Exercise goal:
Please print the full listing exactly.

Source data:
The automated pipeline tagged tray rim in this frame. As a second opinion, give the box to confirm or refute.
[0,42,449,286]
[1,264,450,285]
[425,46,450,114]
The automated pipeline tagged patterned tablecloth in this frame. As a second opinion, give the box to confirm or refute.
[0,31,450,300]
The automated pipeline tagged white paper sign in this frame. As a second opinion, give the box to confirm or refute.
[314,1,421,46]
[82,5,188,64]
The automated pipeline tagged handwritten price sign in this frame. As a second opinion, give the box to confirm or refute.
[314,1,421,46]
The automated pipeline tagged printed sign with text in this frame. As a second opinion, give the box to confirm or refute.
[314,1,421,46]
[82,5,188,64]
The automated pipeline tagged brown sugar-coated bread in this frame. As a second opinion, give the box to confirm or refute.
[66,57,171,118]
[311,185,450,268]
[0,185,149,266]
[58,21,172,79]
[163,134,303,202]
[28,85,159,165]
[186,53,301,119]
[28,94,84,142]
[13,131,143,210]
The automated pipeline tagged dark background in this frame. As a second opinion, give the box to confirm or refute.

Written answer:
The automated pipeline tagged tray rim in this frame. As a second opinion, give the box to confirm or refute.
[0,42,449,286]
[1,264,450,285]
[425,46,450,114]
The automated pipeline tagged patterned tablecloth in this frame. As a second opinion, give the box to confirm or refute.
[0,31,450,300]
The automated pipeline tagged white paper sign in this frame. As a second opinion, give the box to confirm or refute.
[314,1,421,46]
[82,5,188,64]
The automated pipeline tagged handwritten price sign in this frame. As a second opinion, give the box to confirm or refute.
[314,1,421,46]
The automated pipeline tagged printed sign with text in this frame. As a second opinion, give the box to confirm or refute.
[314,1,421,46]
[82,5,188,64]
The automated pipeline tagged brown sugar-coated bread in this frame. As a second opinion, give the box to confirm or refute.
[66,57,171,118]
[311,185,450,268]
[0,185,149,266]
[58,21,172,79]
[163,134,303,202]
[28,85,159,165]
[186,53,301,119]
[28,94,84,142]
[13,131,143,210]
The automated pipeline tagged dark background in this frame. As a second opinion, give the box to confirm or refute.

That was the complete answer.